EXERCISE:
Copy the entries below word for word, omitting the pictures from your answer.

RECORDS TO USE:
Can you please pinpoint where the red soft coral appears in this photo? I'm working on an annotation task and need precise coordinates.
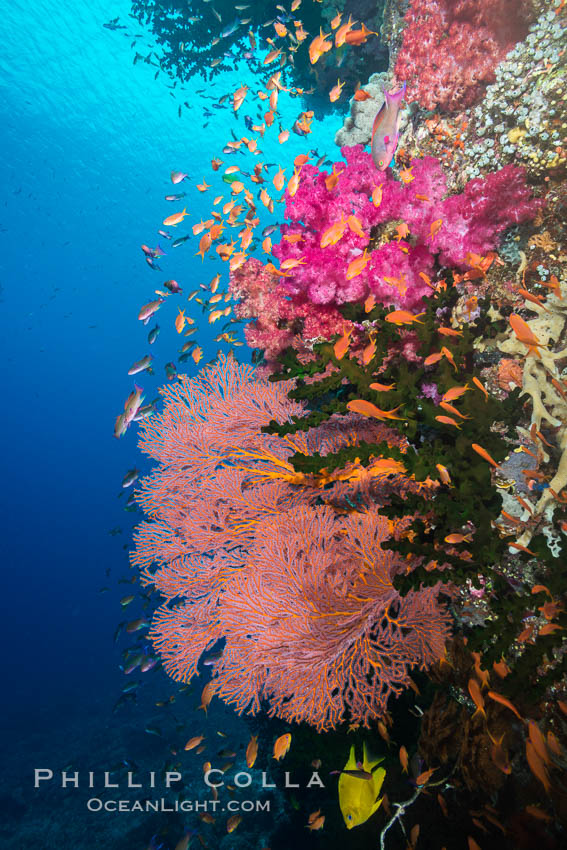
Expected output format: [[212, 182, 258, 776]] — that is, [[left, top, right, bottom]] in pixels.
[[395, 0, 529, 112]]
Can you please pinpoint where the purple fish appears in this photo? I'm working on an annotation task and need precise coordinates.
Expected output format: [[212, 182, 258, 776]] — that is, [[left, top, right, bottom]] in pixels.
[[370, 83, 406, 171]]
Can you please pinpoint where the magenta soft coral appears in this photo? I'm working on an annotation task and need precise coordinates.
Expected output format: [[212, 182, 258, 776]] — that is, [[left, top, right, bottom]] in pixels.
[[395, 0, 529, 112], [273, 145, 541, 310], [230, 145, 542, 372]]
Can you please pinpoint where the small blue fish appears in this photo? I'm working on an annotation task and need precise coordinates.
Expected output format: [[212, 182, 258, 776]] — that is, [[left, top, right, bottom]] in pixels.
[[370, 83, 406, 171]]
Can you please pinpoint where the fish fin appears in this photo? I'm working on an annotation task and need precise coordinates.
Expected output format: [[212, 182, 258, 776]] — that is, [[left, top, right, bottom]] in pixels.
[[368, 797, 384, 818], [362, 741, 384, 773], [343, 744, 356, 770], [384, 83, 406, 105], [370, 103, 386, 144]]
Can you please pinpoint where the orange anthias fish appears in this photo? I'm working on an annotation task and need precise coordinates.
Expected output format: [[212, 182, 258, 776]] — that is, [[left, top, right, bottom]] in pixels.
[[341, 213, 367, 239], [384, 310, 425, 325], [362, 338, 376, 366], [486, 729, 512, 775], [372, 184, 384, 207], [329, 79, 345, 103], [232, 86, 248, 112], [287, 168, 301, 198], [162, 207, 189, 227], [347, 398, 404, 421], [429, 218, 443, 241], [468, 679, 486, 717], [319, 213, 347, 248], [274, 732, 291, 761], [246, 735, 258, 767], [175, 309, 187, 334], [435, 463, 451, 484], [309, 29, 332, 65], [509, 313, 541, 357], [345, 24, 380, 44], [333, 328, 353, 360], [335, 15, 356, 47], [488, 691, 522, 720], [200, 680, 217, 714], [325, 162, 344, 192], [346, 248, 371, 280]]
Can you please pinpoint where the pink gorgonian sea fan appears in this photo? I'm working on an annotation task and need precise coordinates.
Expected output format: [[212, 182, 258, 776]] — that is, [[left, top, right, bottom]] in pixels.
[[132, 357, 449, 730]]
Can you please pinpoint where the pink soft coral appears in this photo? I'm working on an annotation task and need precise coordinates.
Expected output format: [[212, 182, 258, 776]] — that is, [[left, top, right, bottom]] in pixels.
[[395, 0, 529, 112], [230, 145, 542, 372]]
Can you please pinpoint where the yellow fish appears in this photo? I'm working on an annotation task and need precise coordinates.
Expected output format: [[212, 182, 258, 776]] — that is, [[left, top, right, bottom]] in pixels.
[[339, 743, 386, 829]]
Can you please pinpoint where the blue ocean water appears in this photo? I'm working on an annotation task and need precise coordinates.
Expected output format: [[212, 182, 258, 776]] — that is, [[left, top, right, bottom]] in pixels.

REPLY TO THE EXERCISE:
Can you please pinpoint where the red soft coral appears in this photo? I'm working on an annotation task and need precise coordinates.
Expected output format: [[212, 182, 258, 776]] — that is, [[left, top, right, bottom]] in pixels.
[[395, 0, 529, 112]]
Can you please pinpoint where the purple fish appears in this photo? I'm working on an annotation task and need precise coordinates.
Expected output format: [[212, 182, 258, 776]] — that is, [[left, top, right, bottom]] in pixels.
[[370, 83, 406, 171]]
Can you please pinpoint where the magenta soft coral appears in this photo? I'm working on an annotation task and need precise coordinates.
Expected output format: [[212, 182, 258, 776]] — that is, [[left, top, right, bottom]] in pixels.
[[395, 0, 529, 112], [273, 145, 541, 310], [230, 145, 542, 372]]
Can you please pinpoint where the small blue fish appears in this photo? I'm working on an annotation task and need precise coordinates.
Expected output format: [[212, 182, 258, 776]] — that is, [[left, top, right, bottom]] in pixels.
[[370, 83, 406, 171]]
Can you please pinpoint where the fish fin appears in this photo? I'm working on an annotation task and need precise coordinates.
Expected output format: [[212, 182, 258, 776]] — that is, [[left, top, right, bottom]] in pixels.
[[368, 797, 384, 818], [362, 741, 384, 773], [343, 744, 356, 770], [384, 83, 406, 105], [370, 103, 386, 144]]
Can you please pinpoint where the orange anthias fish appears in this photo? I'm working on an annotation task and need precise coordinates.
Expected output format: [[212, 182, 258, 776]] — that is, [[left, top, right, bottom]] in pixels.
[[341, 213, 367, 239], [384, 310, 425, 325], [362, 338, 376, 366], [486, 729, 512, 775], [372, 184, 384, 207], [329, 79, 345, 103], [232, 86, 248, 112], [287, 168, 301, 198], [162, 207, 189, 227], [347, 398, 404, 421], [429, 218, 443, 241], [468, 679, 486, 717], [319, 213, 347, 248], [274, 732, 291, 761], [246, 735, 258, 767], [175, 309, 187, 334], [435, 463, 451, 484], [309, 29, 332, 65], [509, 313, 541, 357], [345, 24, 380, 44], [333, 328, 353, 360], [335, 15, 356, 47], [488, 691, 522, 720], [200, 680, 217, 714], [325, 162, 344, 192], [346, 248, 371, 280]]
Can you please pinpoint where the pink gorgonian sea fan appears in this photo? I'm working on an annotation task and need precise coordinates.
Expected output format: [[212, 182, 258, 776]] — that is, [[left, top, right, bottom]] in pixels.
[[132, 357, 449, 730]]
Can you please pinpoint where the pink soft coral appears in this photo? I'm working on an annotation task and need precise coordinates.
Expected output format: [[212, 182, 258, 776]] — that is, [[left, top, right, bottom]] in pixels.
[[395, 0, 529, 112], [230, 145, 542, 372]]
Can you please pinpoint where the yellow fish appears in this photo? I'm working on an annotation task and need precise coordinates.
Expected output format: [[212, 182, 258, 776]] — that is, [[left, top, right, bottom]] in pixels.
[[339, 743, 386, 829]]
Can you please pinpoint where the blue ocean water appears in this photo? I'm working on an annotation task and need precise coordinates.
Expected output format: [[212, 182, 258, 776]] — that is, [[left, top, right, bottom]] in pixels.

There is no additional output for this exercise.